Gagosian

The Rainbow Serpent

29 Apr - 04 Jun 2015

"The Rainbow Serpent"
Installation view
Photo by Silia Psychi
THE RAINBOW SERPENT
29 April – 4 June 2015

When all the knots of the heart are unloosened, then even here, in this human birth, the mortal becomes immortal.
—Katha Upanishad

“The Rainbow Serpent” is an exhibition concerning cosmic aesthetics, transcendental insight, and erotic mysticism that takes the awakening of the kundalini as a curatorial conceit.

The kundalini (coiled snake) is thought to be a latent energy column that lies dormant at the base of the spine. The awakening can occur through intense meditation or even traumatic experience. Once activated, the body’s energies tune through the spinal column and a universal consciousness sets in, like the opening of the so-called “third eye.”

Dorothy Iannone’s iconic work I Was Thinking of You II (1975/2005), a freestanding painting containing a video of the artist, celebrates the uninhibited joy of sexuality. The moment of awakening is detailed in The Fountain of Wisdom (1988–89) by the late clairvoyant and remote viewer Ingo Swann. The painting portrays a libidinal trifecta rising from a vortex: a muscular hirsute, a serpentine leather cop, and a burlesque animus. Similarly, in Marina Abramović’s shamanistic bust, healing crystals emerge from all surfaces of the face, tracing points of energy as they breach from the source.

(Excerpts from a pointing dataset)

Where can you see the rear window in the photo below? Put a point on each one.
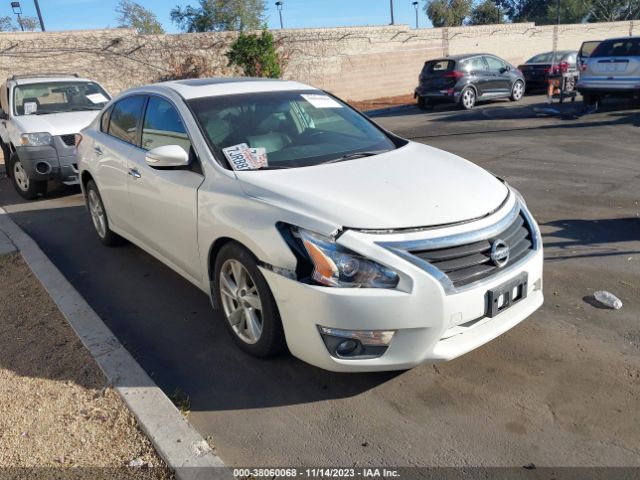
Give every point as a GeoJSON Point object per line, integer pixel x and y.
{"type": "Point", "coordinates": [626, 47]}
{"type": "Point", "coordinates": [435, 66]}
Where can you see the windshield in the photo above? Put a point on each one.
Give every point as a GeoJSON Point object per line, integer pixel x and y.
{"type": "Point", "coordinates": [285, 129]}
{"type": "Point", "coordinates": [57, 97]}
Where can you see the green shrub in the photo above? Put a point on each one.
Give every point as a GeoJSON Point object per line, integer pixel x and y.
{"type": "Point", "coordinates": [256, 55]}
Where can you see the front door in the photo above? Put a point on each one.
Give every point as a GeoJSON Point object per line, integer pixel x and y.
{"type": "Point", "coordinates": [164, 202]}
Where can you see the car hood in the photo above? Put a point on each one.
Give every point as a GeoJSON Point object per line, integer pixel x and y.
{"type": "Point", "coordinates": [55, 123]}
{"type": "Point", "coordinates": [413, 186]}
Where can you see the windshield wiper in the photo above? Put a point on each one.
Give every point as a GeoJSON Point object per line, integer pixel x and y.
{"type": "Point", "coordinates": [350, 156]}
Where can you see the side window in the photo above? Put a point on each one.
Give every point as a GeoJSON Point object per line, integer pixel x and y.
{"type": "Point", "coordinates": [125, 117]}
{"type": "Point", "coordinates": [494, 64]}
{"type": "Point", "coordinates": [475, 64]}
{"type": "Point", "coordinates": [163, 126]}
{"type": "Point", "coordinates": [104, 120]}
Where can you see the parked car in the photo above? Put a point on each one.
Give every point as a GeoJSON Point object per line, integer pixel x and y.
{"type": "Point", "coordinates": [309, 225]}
{"type": "Point", "coordinates": [536, 70]}
{"type": "Point", "coordinates": [613, 69]}
{"type": "Point", "coordinates": [467, 79]}
{"type": "Point", "coordinates": [39, 118]}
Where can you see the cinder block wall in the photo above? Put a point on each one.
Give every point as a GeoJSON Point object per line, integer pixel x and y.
{"type": "Point", "coordinates": [356, 63]}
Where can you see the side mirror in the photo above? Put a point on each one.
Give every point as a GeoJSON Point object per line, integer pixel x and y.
{"type": "Point", "coordinates": [167, 156]}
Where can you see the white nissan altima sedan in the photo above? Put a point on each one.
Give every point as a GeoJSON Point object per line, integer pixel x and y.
{"type": "Point", "coordinates": [310, 226]}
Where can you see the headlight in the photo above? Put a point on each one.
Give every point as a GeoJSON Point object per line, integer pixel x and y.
{"type": "Point", "coordinates": [38, 139]}
{"type": "Point", "coordinates": [336, 266]}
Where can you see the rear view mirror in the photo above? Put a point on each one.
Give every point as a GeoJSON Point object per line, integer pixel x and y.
{"type": "Point", "coordinates": [167, 156]}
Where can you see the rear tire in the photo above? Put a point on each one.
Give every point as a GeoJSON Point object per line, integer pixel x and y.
{"type": "Point", "coordinates": [28, 188]}
{"type": "Point", "coordinates": [468, 98]}
{"type": "Point", "coordinates": [247, 304]}
{"type": "Point", "coordinates": [99, 217]}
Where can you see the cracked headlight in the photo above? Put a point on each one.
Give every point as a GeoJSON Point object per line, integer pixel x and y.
{"type": "Point", "coordinates": [38, 139]}
{"type": "Point", "coordinates": [337, 266]}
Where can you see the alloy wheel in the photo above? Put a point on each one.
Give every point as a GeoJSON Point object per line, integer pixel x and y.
{"type": "Point", "coordinates": [97, 214]}
{"type": "Point", "coordinates": [241, 301]}
{"type": "Point", "coordinates": [20, 176]}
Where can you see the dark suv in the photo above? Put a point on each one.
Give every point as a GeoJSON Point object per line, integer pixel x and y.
{"type": "Point", "coordinates": [465, 79]}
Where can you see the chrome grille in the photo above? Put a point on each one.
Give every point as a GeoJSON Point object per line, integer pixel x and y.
{"type": "Point", "coordinates": [465, 264]}
{"type": "Point", "coordinates": [69, 140]}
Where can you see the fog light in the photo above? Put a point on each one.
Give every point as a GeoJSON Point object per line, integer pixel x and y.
{"type": "Point", "coordinates": [356, 344]}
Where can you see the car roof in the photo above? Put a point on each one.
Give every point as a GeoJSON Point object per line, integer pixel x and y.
{"type": "Point", "coordinates": [29, 80]}
{"type": "Point", "coordinates": [211, 87]}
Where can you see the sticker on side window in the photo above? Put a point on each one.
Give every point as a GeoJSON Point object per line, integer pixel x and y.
{"type": "Point", "coordinates": [30, 107]}
{"type": "Point", "coordinates": [321, 101]}
{"type": "Point", "coordinates": [241, 157]}
{"type": "Point", "coordinates": [97, 98]}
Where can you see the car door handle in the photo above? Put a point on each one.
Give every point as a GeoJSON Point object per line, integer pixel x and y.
{"type": "Point", "coordinates": [134, 173]}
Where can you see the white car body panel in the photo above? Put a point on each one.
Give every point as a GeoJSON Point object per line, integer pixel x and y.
{"type": "Point", "coordinates": [413, 194]}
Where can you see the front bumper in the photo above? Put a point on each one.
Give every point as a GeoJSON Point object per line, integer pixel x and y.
{"type": "Point", "coordinates": [51, 162]}
{"type": "Point", "coordinates": [431, 324]}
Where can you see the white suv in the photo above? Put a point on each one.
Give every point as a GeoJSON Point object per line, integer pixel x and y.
{"type": "Point", "coordinates": [310, 226]}
{"type": "Point", "coordinates": [39, 117]}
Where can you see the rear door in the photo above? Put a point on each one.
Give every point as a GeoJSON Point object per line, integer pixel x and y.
{"type": "Point", "coordinates": [617, 60]}
{"type": "Point", "coordinates": [438, 75]}
{"type": "Point", "coordinates": [499, 82]}
{"type": "Point", "coordinates": [164, 202]}
{"type": "Point", "coordinates": [476, 68]}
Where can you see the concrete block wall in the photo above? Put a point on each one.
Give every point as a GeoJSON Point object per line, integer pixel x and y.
{"type": "Point", "coordinates": [355, 63]}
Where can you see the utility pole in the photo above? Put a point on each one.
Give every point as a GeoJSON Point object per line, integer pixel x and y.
{"type": "Point", "coordinates": [39, 15]}
{"type": "Point", "coordinates": [279, 5]}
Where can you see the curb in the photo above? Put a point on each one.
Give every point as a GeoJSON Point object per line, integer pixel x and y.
{"type": "Point", "coordinates": [381, 111]}
{"type": "Point", "coordinates": [173, 437]}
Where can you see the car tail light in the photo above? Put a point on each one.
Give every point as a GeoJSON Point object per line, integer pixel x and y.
{"type": "Point", "coordinates": [457, 74]}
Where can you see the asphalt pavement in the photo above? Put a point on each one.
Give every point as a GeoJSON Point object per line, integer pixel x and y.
{"type": "Point", "coordinates": [562, 388]}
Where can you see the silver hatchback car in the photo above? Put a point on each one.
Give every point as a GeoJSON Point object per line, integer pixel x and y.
{"type": "Point", "coordinates": [613, 69]}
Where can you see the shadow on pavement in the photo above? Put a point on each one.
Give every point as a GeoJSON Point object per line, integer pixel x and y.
{"type": "Point", "coordinates": [168, 324]}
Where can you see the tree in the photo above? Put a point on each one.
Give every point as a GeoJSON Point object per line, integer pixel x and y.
{"type": "Point", "coordinates": [134, 15]}
{"type": "Point", "coordinates": [256, 55]}
{"type": "Point", "coordinates": [447, 13]}
{"type": "Point", "coordinates": [6, 24]}
{"type": "Point", "coordinates": [219, 15]}
{"type": "Point", "coordinates": [613, 10]}
{"type": "Point", "coordinates": [485, 13]}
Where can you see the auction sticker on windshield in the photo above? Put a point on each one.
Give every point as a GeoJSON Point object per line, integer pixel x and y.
{"type": "Point", "coordinates": [321, 101]}
{"type": "Point", "coordinates": [241, 158]}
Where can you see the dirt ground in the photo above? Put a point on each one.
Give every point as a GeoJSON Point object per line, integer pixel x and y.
{"type": "Point", "coordinates": [57, 410]}
{"type": "Point", "coordinates": [384, 102]}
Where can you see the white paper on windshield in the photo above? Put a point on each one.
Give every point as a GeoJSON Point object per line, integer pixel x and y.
{"type": "Point", "coordinates": [321, 101]}
{"type": "Point", "coordinates": [260, 156]}
{"type": "Point", "coordinates": [30, 107]}
{"type": "Point", "coordinates": [97, 98]}
{"type": "Point", "coordinates": [240, 157]}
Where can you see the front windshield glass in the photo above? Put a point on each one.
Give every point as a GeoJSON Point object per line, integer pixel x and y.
{"type": "Point", "coordinates": [56, 97]}
{"type": "Point", "coordinates": [285, 129]}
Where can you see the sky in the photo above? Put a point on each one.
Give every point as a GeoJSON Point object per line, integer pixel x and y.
{"type": "Point", "coordinates": [91, 14]}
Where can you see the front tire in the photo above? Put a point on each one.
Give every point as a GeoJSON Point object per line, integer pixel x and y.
{"type": "Point", "coordinates": [246, 301]}
{"type": "Point", "coordinates": [468, 98]}
{"type": "Point", "coordinates": [28, 188]}
{"type": "Point", "coordinates": [517, 91]}
{"type": "Point", "coordinates": [99, 216]}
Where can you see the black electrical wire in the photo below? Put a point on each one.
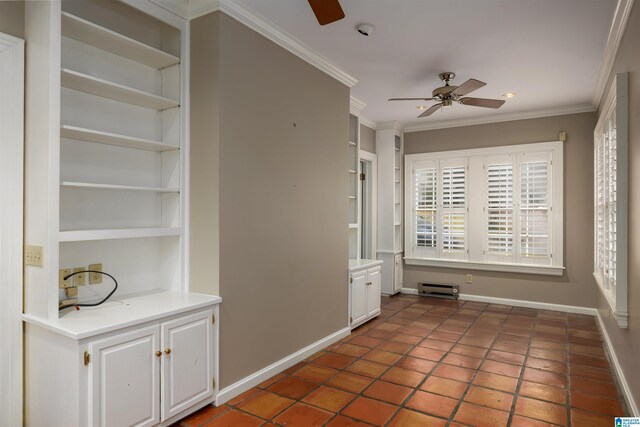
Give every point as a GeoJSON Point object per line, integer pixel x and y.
{"type": "Point", "coordinates": [95, 303]}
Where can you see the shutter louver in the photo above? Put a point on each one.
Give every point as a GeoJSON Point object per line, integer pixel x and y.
{"type": "Point", "coordinates": [500, 209]}
{"type": "Point", "coordinates": [425, 207]}
{"type": "Point", "coordinates": [453, 209]}
{"type": "Point", "coordinates": [534, 210]}
{"type": "Point", "coordinates": [611, 191]}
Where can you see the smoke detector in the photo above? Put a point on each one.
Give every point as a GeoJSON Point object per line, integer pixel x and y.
{"type": "Point", "coordinates": [365, 29]}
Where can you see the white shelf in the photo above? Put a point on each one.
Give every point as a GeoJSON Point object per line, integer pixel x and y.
{"type": "Point", "coordinates": [106, 89]}
{"type": "Point", "coordinates": [110, 41]}
{"type": "Point", "coordinates": [93, 186]}
{"type": "Point", "coordinates": [108, 138]}
{"type": "Point", "coordinates": [119, 233]}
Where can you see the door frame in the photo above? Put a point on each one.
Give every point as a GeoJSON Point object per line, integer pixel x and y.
{"type": "Point", "coordinates": [11, 227]}
{"type": "Point", "coordinates": [370, 232]}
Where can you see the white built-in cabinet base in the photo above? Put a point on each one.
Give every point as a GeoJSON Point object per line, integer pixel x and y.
{"type": "Point", "coordinates": [364, 290]}
{"type": "Point", "coordinates": [145, 361]}
{"type": "Point", "coordinates": [391, 272]}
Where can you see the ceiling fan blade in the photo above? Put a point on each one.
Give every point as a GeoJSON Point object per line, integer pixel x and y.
{"type": "Point", "coordinates": [410, 99]}
{"type": "Point", "coordinates": [468, 87]}
{"type": "Point", "coordinates": [327, 11]}
{"type": "Point", "coordinates": [431, 110]}
{"type": "Point", "coordinates": [482, 102]}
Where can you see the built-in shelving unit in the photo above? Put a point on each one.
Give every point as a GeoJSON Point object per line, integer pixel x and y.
{"type": "Point", "coordinates": [112, 164]}
{"type": "Point", "coordinates": [104, 88]}
{"type": "Point", "coordinates": [390, 228]}
{"type": "Point", "coordinates": [353, 188]}
{"type": "Point", "coordinates": [105, 164]}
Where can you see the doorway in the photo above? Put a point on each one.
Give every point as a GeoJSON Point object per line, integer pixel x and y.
{"type": "Point", "coordinates": [368, 204]}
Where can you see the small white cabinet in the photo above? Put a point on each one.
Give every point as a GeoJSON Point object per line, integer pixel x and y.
{"type": "Point", "coordinates": [142, 361]}
{"type": "Point", "coordinates": [364, 290]}
{"type": "Point", "coordinates": [124, 379]}
{"type": "Point", "coordinates": [187, 362]}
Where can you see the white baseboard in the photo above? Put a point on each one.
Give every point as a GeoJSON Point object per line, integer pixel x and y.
{"type": "Point", "coordinates": [518, 303]}
{"type": "Point", "coordinates": [264, 374]}
{"type": "Point", "coordinates": [626, 391]}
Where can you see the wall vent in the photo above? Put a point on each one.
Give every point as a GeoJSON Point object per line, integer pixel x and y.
{"type": "Point", "coordinates": [440, 291]}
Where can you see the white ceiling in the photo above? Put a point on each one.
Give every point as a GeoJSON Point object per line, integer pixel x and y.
{"type": "Point", "coordinates": [549, 52]}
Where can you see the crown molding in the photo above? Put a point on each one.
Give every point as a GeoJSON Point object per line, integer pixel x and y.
{"type": "Point", "coordinates": [191, 9]}
{"type": "Point", "coordinates": [391, 125]}
{"type": "Point", "coordinates": [283, 39]}
{"type": "Point", "coordinates": [368, 123]}
{"type": "Point", "coordinates": [575, 109]}
{"type": "Point", "coordinates": [618, 26]}
{"type": "Point", "coordinates": [357, 104]}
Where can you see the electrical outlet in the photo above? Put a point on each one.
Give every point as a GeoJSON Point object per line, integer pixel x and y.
{"type": "Point", "coordinates": [95, 278]}
{"type": "Point", "coordinates": [33, 255]}
{"type": "Point", "coordinates": [81, 278]}
{"type": "Point", "coordinates": [62, 283]}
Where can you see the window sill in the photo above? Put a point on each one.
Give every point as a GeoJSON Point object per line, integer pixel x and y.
{"type": "Point", "coordinates": [545, 270]}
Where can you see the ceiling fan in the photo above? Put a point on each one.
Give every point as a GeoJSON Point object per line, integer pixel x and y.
{"type": "Point", "coordinates": [447, 94]}
{"type": "Point", "coordinates": [327, 11]}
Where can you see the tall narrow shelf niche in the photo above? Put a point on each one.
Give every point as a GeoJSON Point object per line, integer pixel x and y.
{"type": "Point", "coordinates": [105, 161]}
{"type": "Point", "coordinates": [353, 189]}
{"type": "Point", "coordinates": [389, 148]}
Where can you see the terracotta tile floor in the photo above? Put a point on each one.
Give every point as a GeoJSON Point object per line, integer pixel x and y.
{"type": "Point", "coordinates": [434, 362]}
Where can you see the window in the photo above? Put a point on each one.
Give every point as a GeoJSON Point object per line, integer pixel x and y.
{"type": "Point", "coordinates": [492, 209]}
{"type": "Point", "coordinates": [610, 201]}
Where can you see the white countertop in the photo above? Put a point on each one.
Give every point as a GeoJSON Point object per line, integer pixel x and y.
{"type": "Point", "coordinates": [363, 263]}
{"type": "Point", "coordinates": [121, 313]}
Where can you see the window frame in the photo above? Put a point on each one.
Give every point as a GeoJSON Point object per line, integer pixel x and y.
{"type": "Point", "coordinates": [476, 202]}
{"type": "Point", "coordinates": [615, 108]}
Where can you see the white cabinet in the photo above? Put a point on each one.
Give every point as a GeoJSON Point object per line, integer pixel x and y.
{"type": "Point", "coordinates": [151, 374]}
{"type": "Point", "coordinates": [358, 287]}
{"type": "Point", "coordinates": [389, 150]}
{"type": "Point", "coordinates": [397, 273]}
{"type": "Point", "coordinates": [125, 379]}
{"type": "Point", "coordinates": [364, 290]}
{"type": "Point", "coordinates": [153, 366]}
{"type": "Point", "coordinates": [187, 362]}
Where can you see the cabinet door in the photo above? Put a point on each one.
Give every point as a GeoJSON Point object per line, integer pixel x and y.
{"type": "Point", "coordinates": [124, 379]}
{"type": "Point", "coordinates": [358, 296]}
{"type": "Point", "coordinates": [373, 291]}
{"type": "Point", "coordinates": [397, 273]}
{"type": "Point", "coordinates": [187, 362]}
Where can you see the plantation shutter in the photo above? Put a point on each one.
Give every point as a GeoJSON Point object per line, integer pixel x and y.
{"type": "Point", "coordinates": [535, 203]}
{"type": "Point", "coordinates": [425, 210]}
{"type": "Point", "coordinates": [454, 210]}
{"type": "Point", "coordinates": [500, 210]}
{"type": "Point", "coordinates": [611, 171]}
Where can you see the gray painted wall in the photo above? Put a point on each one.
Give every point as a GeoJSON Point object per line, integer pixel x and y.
{"type": "Point", "coordinates": [12, 18]}
{"type": "Point", "coordinates": [281, 189]}
{"type": "Point", "coordinates": [626, 343]}
{"type": "Point", "coordinates": [577, 286]}
{"type": "Point", "coordinates": [367, 139]}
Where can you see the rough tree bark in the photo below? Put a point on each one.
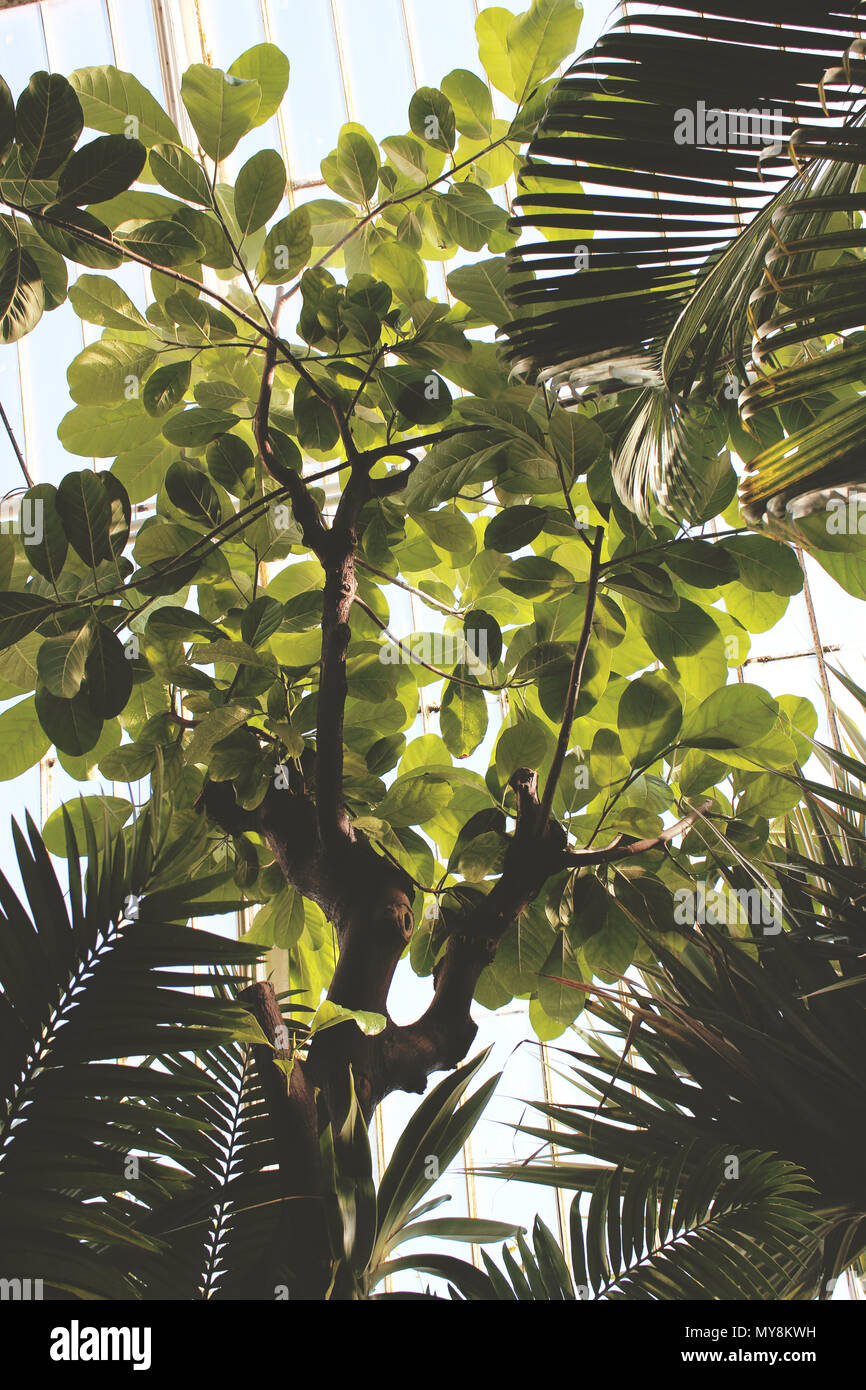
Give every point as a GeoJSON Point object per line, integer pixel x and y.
{"type": "Point", "coordinates": [366, 897]}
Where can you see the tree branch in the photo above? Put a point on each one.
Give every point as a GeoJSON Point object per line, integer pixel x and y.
{"type": "Point", "coordinates": [623, 847]}
{"type": "Point", "coordinates": [306, 513]}
{"type": "Point", "coordinates": [574, 680]}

• Exercise
Extract the exhibition text on "The Rainbow Serpent" in full, reproducing every line unchanged from start to end. The records have no role in this work.

• The solution
Gagosian

The Rainbow Serpent

29 Apr - 04 Jun 2015

"The Rainbow Serpent"
Installation view
Photo by Silia Psychi
THE RAINBOW SERPENT
29 April – 4 June 2015

When all the knots of the heart are unloosened, then even here, in this human birth, the mortal becomes immortal.
—Katha Upanishad

“The Rainbow Serpent” is an exhibition concerning cosmic aesthetics, transcendental insight, and erotic mysticism that takes the awakening of the kundalini as a curatorial conceit.

The kundalini (coiled snake) is thought to be a latent energy column that lies dormant at the base of the spine. The awakening can occur through intense meditation or even traumatic experience. Once activated, the body’s energies tune through the spinal column and a universal consciousness sets in, like the opening of the so-called “third eye.”

Dorothy Iannone’s iconic work I Was Thinking of You II (1975/2005), a freestanding painting containing a video of the artist, celebrates the uninhibited joy of sexuality. The moment of awakening is detailed in The Fountain of Wisdom (1988–89) by the late clairvoyant and remote viewer Ingo Swann. The painting portrays a libidinal trifecta rising from a vortex: a muscular hirsute, a serpentine leather cop, and a burlesque animus. Similarly, in Marina Abramović’s shamanistic bust, healing crystals emerge from all surfaces of the face, tracing points of energy as they breach from the source.